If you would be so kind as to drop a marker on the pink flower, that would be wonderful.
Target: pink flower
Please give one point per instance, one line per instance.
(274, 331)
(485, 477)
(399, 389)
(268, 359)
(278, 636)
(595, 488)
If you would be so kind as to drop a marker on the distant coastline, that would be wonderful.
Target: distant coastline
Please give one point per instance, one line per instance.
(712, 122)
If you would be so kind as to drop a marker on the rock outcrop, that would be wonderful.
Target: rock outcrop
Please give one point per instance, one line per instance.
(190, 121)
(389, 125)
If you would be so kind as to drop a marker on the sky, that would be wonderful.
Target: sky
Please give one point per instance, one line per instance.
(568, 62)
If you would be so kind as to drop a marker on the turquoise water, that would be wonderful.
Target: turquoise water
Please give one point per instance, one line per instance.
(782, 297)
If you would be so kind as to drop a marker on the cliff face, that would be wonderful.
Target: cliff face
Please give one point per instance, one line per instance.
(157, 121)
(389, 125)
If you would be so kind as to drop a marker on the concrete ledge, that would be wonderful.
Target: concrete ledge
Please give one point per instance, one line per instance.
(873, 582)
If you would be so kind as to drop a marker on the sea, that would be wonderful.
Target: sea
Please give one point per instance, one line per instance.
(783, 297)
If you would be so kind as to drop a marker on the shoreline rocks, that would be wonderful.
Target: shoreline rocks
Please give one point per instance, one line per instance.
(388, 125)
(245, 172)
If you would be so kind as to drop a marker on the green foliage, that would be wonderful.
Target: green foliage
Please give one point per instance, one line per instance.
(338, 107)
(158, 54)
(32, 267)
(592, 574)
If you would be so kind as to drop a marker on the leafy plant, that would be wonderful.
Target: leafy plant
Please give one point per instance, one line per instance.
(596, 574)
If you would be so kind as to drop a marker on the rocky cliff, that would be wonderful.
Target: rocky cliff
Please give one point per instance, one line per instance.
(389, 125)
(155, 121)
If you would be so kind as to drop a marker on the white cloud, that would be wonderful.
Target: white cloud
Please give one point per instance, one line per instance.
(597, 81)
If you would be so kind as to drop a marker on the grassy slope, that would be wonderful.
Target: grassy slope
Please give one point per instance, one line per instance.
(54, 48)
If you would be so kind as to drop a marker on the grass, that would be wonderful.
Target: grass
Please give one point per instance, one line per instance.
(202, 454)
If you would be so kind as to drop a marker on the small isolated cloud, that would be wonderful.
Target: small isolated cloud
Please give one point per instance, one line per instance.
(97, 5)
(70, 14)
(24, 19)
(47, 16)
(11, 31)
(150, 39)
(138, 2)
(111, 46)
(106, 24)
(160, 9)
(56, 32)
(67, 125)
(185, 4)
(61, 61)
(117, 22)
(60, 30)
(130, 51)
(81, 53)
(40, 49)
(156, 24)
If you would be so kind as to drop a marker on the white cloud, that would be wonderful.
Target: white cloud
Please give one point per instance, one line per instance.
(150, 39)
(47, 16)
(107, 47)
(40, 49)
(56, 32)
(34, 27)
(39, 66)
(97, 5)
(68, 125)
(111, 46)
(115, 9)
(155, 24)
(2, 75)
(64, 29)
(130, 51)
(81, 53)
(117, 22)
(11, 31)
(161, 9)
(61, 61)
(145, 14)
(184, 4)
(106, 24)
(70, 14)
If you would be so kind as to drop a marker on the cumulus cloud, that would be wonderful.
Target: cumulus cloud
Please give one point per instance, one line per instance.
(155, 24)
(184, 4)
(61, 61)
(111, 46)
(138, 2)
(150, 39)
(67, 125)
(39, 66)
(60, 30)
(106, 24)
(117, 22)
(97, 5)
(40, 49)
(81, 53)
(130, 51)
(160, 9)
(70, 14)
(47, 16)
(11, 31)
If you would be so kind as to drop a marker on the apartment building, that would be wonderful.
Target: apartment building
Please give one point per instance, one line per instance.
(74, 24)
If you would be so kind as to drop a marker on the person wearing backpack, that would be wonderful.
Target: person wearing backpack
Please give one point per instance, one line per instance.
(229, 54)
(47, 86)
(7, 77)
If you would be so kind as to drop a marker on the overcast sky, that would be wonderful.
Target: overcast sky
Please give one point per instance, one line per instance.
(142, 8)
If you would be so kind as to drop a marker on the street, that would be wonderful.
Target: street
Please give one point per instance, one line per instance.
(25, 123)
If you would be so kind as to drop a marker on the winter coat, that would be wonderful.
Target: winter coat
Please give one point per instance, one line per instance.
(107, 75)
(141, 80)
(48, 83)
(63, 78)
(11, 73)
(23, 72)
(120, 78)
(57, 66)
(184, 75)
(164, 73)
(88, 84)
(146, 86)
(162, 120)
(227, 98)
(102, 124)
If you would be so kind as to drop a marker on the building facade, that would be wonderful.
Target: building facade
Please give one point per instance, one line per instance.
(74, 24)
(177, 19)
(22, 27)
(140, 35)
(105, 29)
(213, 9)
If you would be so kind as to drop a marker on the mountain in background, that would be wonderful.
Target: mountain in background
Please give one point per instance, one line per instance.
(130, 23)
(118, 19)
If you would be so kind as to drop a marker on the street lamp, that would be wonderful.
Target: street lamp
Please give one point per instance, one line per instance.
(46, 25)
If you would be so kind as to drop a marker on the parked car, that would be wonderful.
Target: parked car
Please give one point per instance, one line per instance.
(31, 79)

== What you need to do ==
Print every entry exactly as written.

== Answer in full ==
If you would be so kind as to drop a marker on the pink flower, that would be wonderful.
Target: pink flower
Please give one point per instance, one line per instance.
(274, 331)
(485, 477)
(399, 389)
(268, 359)
(278, 636)
(595, 488)
If you would be so kind as to drop a marker on the distant coastline, that would be wonderful.
Target: distant coastline
Please give one point per instance, one line per instance.
(712, 122)
If you would be so kind as to drop a marker on the rock outcrop, that would be wonderful.
Target: rock outcrop
Please give one point per instance, one line per instance.
(190, 121)
(389, 125)
If you would be so kind as to drop a marker on the sky, that would be wonderful.
Target: sky
Please give one point per instance, one line per instance.
(568, 62)
If you would be so kind as to drop a marker on the turquoise water, that would be wonderful.
Target: turquoise water
Please give one point per instance, one line per instance.
(782, 297)
If you would be so kind as to drop a marker on the cliff face, that would be wonderful.
Target: cliff face
Please give one point per instance, one line per instance.
(157, 121)
(389, 125)
If you would be so kind as to drop a marker on the concrete ledge, that would be wonderful.
Target: concrete ledge
Please give one point per instance, one line per instance.
(873, 582)
If you would be so kind as to drop a marker on the sea, that would be wonderful.
Target: sea
Please give one point per instance, one line per instance.
(783, 297)
If you would be so kind as to drop a marker on the shoreline rocks, that would be wonderful.
Target: shoreline rocks
Please give one point per instance, one line per instance.
(388, 125)
(245, 172)
If you would be so kind as to drop a marker on the green foliage, that would be wonderful.
Target: green foliage
Please give one point per instance, one line per instance.
(338, 107)
(158, 54)
(32, 267)
(592, 574)
If you would be so kind as to drop a marker on the leafy plant, that would be wonderful.
Target: leafy plant
Please give one point per instance, one line per instance.
(596, 574)
If you would be so kind as to drop a marker on the rocky cliff, that would be wonderful.
Target: rocky cliff
Please give one point per instance, one line per instance.
(389, 125)
(155, 121)
If you would be so kind as to drop a marker on the white cloud, that would be wonderful.
Target: white cloud
Please give one point per instance, one line per instance.
(597, 81)
If you would be so kind as to drop a marker on the grassy slope, that would be wonderful.
Target: grassy slope
Please give one point per instance, one line per instance.
(54, 48)
If you would be so kind as to drop a marker on the grass, that would be wonderful.
Target: grass
Please give one point per instance, one line per instance.
(202, 454)
If you would be so kind as to drop a marker on the small isolated cloud, that would be wonderful.
Target: small isolated cloud
Please give one point per instance, one line per instance.
(97, 5)
(70, 14)
(24, 19)
(47, 16)
(11, 31)
(150, 39)
(138, 2)
(111, 46)
(106, 24)
(160, 9)
(56, 32)
(67, 125)
(185, 4)
(61, 61)
(117, 22)
(60, 30)
(130, 51)
(81, 53)
(40, 49)
(156, 24)
If you would be so kind as to drop a marker on the white cloud, that would be wonderful.
Target: white cloud
Please give one point per instance, one line per instance.
(150, 39)
(47, 16)
(107, 47)
(40, 49)
(56, 32)
(34, 27)
(39, 66)
(97, 5)
(68, 125)
(111, 46)
(115, 9)
(155, 24)
(2, 75)
(64, 29)
(130, 51)
(81, 53)
(117, 22)
(11, 31)
(161, 9)
(61, 61)
(145, 14)
(184, 4)
(106, 24)
(70, 14)
If you would be so kind as to drop a marker on the cumulus cloud, that would be wonderful.
Target: cumulus cloud
Please give one point per instance, one line per instance.
(155, 24)
(184, 4)
(61, 61)
(111, 46)
(138, 2)
(150, 39)
(67, 125)
(39, 66)
(60, 30)
(106, 24)
(117, 22)
(97, 5)
(40, 49)
(81, 53)
(130, 51)
(160, 9)
(70, 14)
(47, 16)
(11, 31)
If you would be so kind as to drop a marker on the apartment building, that would be wonderful.
Target: apartment building
Please give one point per instance, one line per instance.
(74, 24)
If you would be so kind as to drop a marker on the person wearing backpack, that would be wonderful.
Target: person wearing backpack
Please give one point per instance, one line per instance.
(229, 54)
(47, 86)
(7, 77)
If you would be so kind as to drop a marker on the overcast sky, that would be wonderful.
Target: overcast sky
Please give one point per instance, one line per instance.
(142, 8)
If you would be so kind as to drop a marker on the street, that would be wonderful.
Target: street
Please give one point per instance, one line per instance.
(25, 123)
If you would be so kind as to drop a marker on the winter coat, that would be wonderful.
Target: winter coat
Please give one point per instance, one line per instance.
(107, 75)
(141, 80)
(48, 83)
(63, 78)
(11, 73)
(23, 72)
(120, 78)
(57, 66)
(184, 75)
(164, 73)
(88, 84)
(146, 86)
(162, 120)
(227, 98)
(102, 124)
If you would be so kind as to drop a marker on the building facade, that would be wonderful.
Target: building facade
Please give one point per instance, one line per instance.
(74, 24)
(177, 19)
(22, 27)
(140, 35)
(105, 29)
(213, 9)
If you would be so kind as to drop a marker on the mountain in background, that would be wonderful.
Target: mountain in background
Please give one point per instance, one line per instance.
(130, 23)
(118, 19)
If you would be so kind as to drop a marker on the street lamp, that would be wonderful.
Target: street lamp
Please give one point per instance, one line per instance.
(46, 25)
If you would be so kind as to drop a marker on the parked car, that would be wonderful.
Target: parked car
Please give one point per instance, one line per instance.
(31, 79)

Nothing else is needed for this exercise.